The exercise
Write out every line of the entries below, requests included. Shift each coordinate in the polygon answers by -29 and leave the sample polygons in the format notes unchanged.

Source records
╔══
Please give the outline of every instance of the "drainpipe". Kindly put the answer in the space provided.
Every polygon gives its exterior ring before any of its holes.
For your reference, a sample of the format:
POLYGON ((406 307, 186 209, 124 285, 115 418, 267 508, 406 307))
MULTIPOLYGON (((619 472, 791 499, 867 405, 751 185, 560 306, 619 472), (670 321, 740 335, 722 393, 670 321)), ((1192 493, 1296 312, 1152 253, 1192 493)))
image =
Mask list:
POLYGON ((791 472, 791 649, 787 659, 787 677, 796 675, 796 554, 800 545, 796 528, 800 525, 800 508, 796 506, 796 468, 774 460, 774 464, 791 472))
╚══
Task answer
Please give the outline of every instance of the "drainpipe". Kindly put the answer in the space provided.
Every polygon gives its exterior ring before any of its holes.
For your reference, a sample of the format:
POLYGON ((406 307, 186 209, 124 285, 115 418, 267 508, 406 307))
MULTIPOLYGON (((619 472, 791 499, 867 405, 751 185, 560 306, 619 472), (670 321, 740 335, 722 393, 670 321)), ((1192 493, 1296 312, 1152 253, 1192 493)))
image =
Mask list:
POLYGON ((762 443, 762 620, 758 630, 758 648, 767 646, 767 525, 771 516, 767 499, 771 496, 771 479, 767 477, 767 439, 745 431, 745 435, 762 443))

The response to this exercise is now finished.